_SUPPLIED DATA_
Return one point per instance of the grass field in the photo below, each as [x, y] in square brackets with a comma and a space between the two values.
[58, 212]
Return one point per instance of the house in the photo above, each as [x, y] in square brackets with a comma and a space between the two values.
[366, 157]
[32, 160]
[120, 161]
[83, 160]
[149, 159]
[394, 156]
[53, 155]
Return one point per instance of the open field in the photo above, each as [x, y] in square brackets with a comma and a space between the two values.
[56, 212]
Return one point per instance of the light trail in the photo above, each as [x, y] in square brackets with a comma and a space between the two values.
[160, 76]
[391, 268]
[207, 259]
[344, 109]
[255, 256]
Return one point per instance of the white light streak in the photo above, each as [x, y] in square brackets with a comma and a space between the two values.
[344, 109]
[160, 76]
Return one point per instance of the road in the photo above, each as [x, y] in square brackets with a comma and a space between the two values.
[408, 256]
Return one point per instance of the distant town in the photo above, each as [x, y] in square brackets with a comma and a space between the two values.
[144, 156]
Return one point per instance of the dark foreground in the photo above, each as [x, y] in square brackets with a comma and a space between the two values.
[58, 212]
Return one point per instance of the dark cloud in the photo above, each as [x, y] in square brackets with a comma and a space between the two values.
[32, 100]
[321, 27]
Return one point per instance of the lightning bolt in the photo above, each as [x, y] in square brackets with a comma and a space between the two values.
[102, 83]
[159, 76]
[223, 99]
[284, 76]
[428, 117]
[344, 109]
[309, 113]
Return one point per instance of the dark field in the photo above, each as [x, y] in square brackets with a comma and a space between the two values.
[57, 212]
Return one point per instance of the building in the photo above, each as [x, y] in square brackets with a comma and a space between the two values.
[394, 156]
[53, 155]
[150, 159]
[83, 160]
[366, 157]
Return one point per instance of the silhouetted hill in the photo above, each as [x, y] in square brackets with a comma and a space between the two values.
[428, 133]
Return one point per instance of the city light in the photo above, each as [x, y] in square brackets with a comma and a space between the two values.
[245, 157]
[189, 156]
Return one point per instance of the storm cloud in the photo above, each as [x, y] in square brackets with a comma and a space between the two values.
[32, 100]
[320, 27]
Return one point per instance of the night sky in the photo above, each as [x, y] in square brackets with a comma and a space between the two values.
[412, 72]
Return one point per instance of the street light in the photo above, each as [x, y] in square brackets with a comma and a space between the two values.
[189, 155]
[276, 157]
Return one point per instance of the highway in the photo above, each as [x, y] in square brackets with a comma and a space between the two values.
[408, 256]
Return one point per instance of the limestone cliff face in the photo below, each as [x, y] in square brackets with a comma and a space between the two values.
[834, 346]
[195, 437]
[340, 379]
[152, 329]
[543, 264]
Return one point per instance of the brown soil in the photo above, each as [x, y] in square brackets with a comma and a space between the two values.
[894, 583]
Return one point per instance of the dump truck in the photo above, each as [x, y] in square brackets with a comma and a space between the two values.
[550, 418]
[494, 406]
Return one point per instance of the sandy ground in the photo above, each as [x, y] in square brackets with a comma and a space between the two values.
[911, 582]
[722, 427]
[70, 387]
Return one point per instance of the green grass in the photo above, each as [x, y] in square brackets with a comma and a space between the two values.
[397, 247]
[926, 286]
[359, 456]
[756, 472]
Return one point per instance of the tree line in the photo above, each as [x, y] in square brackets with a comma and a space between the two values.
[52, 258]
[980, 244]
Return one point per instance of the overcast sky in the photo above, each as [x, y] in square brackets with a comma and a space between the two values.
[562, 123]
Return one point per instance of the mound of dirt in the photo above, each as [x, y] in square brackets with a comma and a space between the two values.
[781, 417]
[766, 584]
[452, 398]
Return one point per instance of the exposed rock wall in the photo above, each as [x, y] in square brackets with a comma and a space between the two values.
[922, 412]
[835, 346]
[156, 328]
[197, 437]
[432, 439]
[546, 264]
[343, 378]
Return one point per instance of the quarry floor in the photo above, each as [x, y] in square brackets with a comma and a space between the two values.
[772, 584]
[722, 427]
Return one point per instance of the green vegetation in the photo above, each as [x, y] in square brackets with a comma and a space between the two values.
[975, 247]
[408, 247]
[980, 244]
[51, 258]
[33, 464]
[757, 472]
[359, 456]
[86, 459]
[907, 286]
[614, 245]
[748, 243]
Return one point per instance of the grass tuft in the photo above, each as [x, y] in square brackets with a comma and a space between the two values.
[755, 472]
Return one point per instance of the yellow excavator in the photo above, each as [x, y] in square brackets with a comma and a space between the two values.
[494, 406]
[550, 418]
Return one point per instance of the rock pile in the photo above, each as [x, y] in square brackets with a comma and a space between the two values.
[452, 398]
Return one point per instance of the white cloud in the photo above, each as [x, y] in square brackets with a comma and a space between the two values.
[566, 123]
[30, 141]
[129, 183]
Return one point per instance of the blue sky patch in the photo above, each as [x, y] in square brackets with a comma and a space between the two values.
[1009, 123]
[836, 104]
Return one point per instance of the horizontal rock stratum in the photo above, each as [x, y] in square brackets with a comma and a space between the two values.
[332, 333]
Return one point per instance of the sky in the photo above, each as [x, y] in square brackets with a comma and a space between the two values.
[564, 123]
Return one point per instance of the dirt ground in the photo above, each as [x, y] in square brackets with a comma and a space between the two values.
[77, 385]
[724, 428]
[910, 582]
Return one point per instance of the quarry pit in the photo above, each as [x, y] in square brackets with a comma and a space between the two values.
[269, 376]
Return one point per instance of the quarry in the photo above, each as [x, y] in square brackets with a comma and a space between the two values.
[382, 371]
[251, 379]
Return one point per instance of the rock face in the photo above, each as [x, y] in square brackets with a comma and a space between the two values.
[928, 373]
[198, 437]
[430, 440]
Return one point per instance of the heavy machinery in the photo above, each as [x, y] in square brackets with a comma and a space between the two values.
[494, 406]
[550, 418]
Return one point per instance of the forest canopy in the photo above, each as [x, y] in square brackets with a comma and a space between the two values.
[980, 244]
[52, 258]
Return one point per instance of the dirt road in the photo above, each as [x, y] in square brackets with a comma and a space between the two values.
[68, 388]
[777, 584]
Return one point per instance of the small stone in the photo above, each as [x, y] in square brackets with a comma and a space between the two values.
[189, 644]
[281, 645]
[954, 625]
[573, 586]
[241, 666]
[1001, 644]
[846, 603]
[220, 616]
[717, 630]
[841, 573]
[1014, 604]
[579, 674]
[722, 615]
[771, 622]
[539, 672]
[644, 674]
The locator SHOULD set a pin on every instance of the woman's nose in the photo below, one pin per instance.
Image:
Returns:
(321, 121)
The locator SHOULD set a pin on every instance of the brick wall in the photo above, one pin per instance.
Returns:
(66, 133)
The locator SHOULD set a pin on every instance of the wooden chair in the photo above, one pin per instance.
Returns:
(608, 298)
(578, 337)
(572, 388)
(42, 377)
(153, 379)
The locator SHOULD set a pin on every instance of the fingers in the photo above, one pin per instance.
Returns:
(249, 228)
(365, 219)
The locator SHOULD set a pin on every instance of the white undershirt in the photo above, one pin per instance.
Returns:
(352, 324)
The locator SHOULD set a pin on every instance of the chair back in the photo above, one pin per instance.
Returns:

_AIM_
Quote all of the entries exactly as they appear.

_THE RESPONSE_
Return one point per instance of the grass field in the photo below, each as [x, y] in square brackets with a comma and a space between the two values.
[58, 212]
Return one point per instance of the house in the photo above, each as [x, y] in square brackets with a comma and a space between the two values.
[366, 157]
[32, 160]
[120, 161]
[83, 160]
[149, 159]
[394, 156]
[53, 155]
Return one point per instance of the open field in the photo above, each as [x, y] in square brackets with a comma and a space between the two values.
[56, 212]
Return one point per instance of the light trail in the photo above, each as [x, y] in square brackets with a comma and a space between the two values.
[160, 76]
[391, 268]
[207, 259]
[344, 109]
[255, 256]
Return one point per instance of the white light streak in the photo above, each as [x, y] in square brackets with a comma and a space between the two values.
[344, 109]
[160, 76]
Return one point per instance of the road in the photo above, each as [x, y] in square brackets with a comma and a space between the two values.
[408, 256]
Return one point per instance of the distant town in the photo above, each as [x, y] in square brackets with a comma and a space between the two values.
[144, 156]
Return one point per instance of the dark foreground in the photo above, each as [x, y] in square brackets with a comma and a space between the two values.
[58, 212]
Return one point per instance of the dark cloud in the photo above, each as [x, y] in square brackets with a comma and a space between the two values.
[32, 100]
[321, 27]
Return one point per instance of the lightning bolt in the photo above, each as [x, y] in square brackets with a comma and a space between the two values.
[102, 83]
[159, 76]
[223, 99]
[284, 76]
[428, 117]
[344, 109]
[309, 113]
Return one point per instance of the dark field in the photo above, each as [x, y] in square brackets with a comma and a space between the two values.
[57, 212]
Return one point per instance of the building in the photo above, each as [x, y] in square brackets with a comma and a space between the two values.
[394, 156]
[53, 155]
[150, 159]
[83, 160]
[366, 157]
Return one point per instance of the silhouetted hill in the photo above, each as [x, y] in square brackets with a comma and a space between the two values.
[428, 133]
Return one point per instance of the city light in the photo above, each as [x, y] in square brackets with a comma and a space between the two values.
[245, 157]
[189, 156]
Return one point per instance of the storm cloud in the photo above, each as [x, y] in square brackets with a comma and a space between the two values.
[32, 100]
[320, 27]
Return one point per instance of the night sky in the photo above, each as [x, y] in square brackets with a comma and a space between the two values.
[412, 72]
Return one point per instance of the street light in the photo above, each as [x, y] in square brackets with a comma and a space between the two values.
[189, 155]
[276, 157]
Return one point per instance of the highway in the photo above, each as [x, y] in square brackets with a comma and a space between the two values.
[408, 256]
Return one point per instance of the limestone cliff face in the photo below, each as [x, y] in square brackets with a comma and a space between the two values.
[834, 346]
[195, 437]
[340, 379]
[152, 329]
[543, 264]
Return one point per instance of the brown soil in the photo above, each as [x, y] in square brackets with a comma and a space between the two values.
[894, 583]
Return one point per instance of the dump truck in the photo above, each as [x, y] in square brackets with a comma and a space between the two values.
[550, 418]
[494, 406]
Return one point per instance of the sandy ground in the photo above, each as [x, y] in square brackets with a comma and a space between the two values.
[911, 582]
[722, 427]
[70, 387]
Return one point per instance of the green grass in the photo above, each as [x, y] in square brackets with a comma and a space between the two values.
[397, 247]
[926, 286]
[359, 456]
[756, 472]
Return one point per instance of the tree line in the photo above, each as [x, y] in square brackets with a comma and a space between the two values.
[52, 258]
[980, 244]
Return one point per instance of the overcast sky in the photo above, each as [x, y] in square brackets with a comma and a space between the two values.
[562, 123]
Return one point per instance of the mound of dirt in the photo above, each as [x, y] in square brackets with a comma and a space between the two values.
[781, 417]
[766, 584]
[452, 398]
Return one point per instance of the exposed rock wall in the photo above, each as [x, y] in square brackets with a comma and a space between the two values.
[922, 412]
[835, 346]
[156, 328]
[197, 437]
[432, 439]
[546, 264]
[343, 378]
Return one point per instance of the quarry floor in the photo above, each as [x, y] in square brackets with a comma and a space between the two values.
[772, 584]
[722, 427]
Return one point per instance of the green vegetation in the photo above, each as [x, y] in square brackets with a comma and a space between the two values.
[975, 247]
[408, 247]
[980, 244]
[51, 258]
[33, 464]
[757, 472]
[359, 456]
[86, 459]
[907, 286]
[614, 245]
[748, 243]
Return one point per instance of the grass tuft in the photo above, each as [x, y] in square brackets with a comma and a space between the two values.
[755, 472]
Return one point per instance of the yellow excavator in the photo above, each as [x, y] in square brackets with a comma and a space between the two values.
[494, 406]
[550, 418]
Return one point per instance of the rock pile in the photo above, each as [x, y] in square brackets with a comma and a space between the two values.
[452, 398]
Return one point per instance of the white cloud in the photo above, each as [x, y] in square brackets with a comma and a space between the two values.
[566, 123]
[30, 141]
[129, 183]
Return one point per instance of the blue sky patch in the photo above, each as [x, y] in square brackets with a comma and a space between the two values.
[1009, 123]
[836, 104]
Return one point per instance of the horizontal rock stratum in the photo above, each as [x, y] in square brackets with a comma and a space between the two values.
[332, 333]
Return one point per instance of the sky in the photo above, each as [x, y] in square brackets with a comma and a space between the two values.
[564, 123]
Return one point per instance of the dirt ground in the photo above, each as [x, y] in square brackets with a comma and a space between the two values.
[77, 385]
[724, 428]
[910, 582]
Return one point per instance of the quarry pit in the photo above, each as [x, y] in square brackets with a comma and a space between the two values.
[269, 376]
Return one point per instance of the quarry in the photo above, each as [x, y] in square brackets with a comma and a space between the two values.
[382, 371]
[251, 379]
Return one point per instance of the rock face in the photo above, each as [x, y] in square brackets with a comma and a space between the two values.
[928, 373]
[198, 437]
[430, 440]
Return one point per instance of the heavy machinery in the photo above, each as [x, y] in square brackets with a comma and a space between the two values.
[494, 406]
[550, 418]
Return one point per instance of the forest canopy in the photo above, each as [x, y] in square brackets with a comma and a space between the two values.
[980, 244]
[52, 258]
Return one point per instance of the dirt road in the photo above, each as [x, y] in square brackets with a comma and a space between the two values.
[68, 388]
[777, 584]
Return one point per instance of the small stone in the photo above, each as [x, y] in square brackets with a comma and a space between the two values.
[189, 644]
[281, 645]
[954, 625]
[573, 586]
[241, 666]
[1001, 644]
[846, 603]
[220, 616]
[717, 630]
[841, 573]
[1014, 604]
[579, 674]
[722, 615]
[771, 622]
[539, 672]
[644, 674]
The locator SHOULD set a pin on every instance of the woman's nose in the photo below, one pin per instance.
Image:
Returns:
(321, 121)
The locator SHOULD set a pin on every instance of the brick wall in the photo above, one pin per instance.
Returns:
(66, 133)
The locator SHOULD set a pin on every instance of the wooden chair in the photo above, one pin per instance.
Returns:
(608, 298)
(578, 337)
(572, 388)
(42, 377)
(153, 379)
The locator SHOULD set a pin on every instance of the fingers in the photo above, one pin per instance.
Returns:
(249, 228)
(365, 219)
The locator SHOULD set a pin on every instance of the white undershirt in the photo above, one pin per instance.
Returns:
(352, 324)
The locator SHOULD set a pin on every instance of the chair back in the photo above, one pin per instance.
Returns:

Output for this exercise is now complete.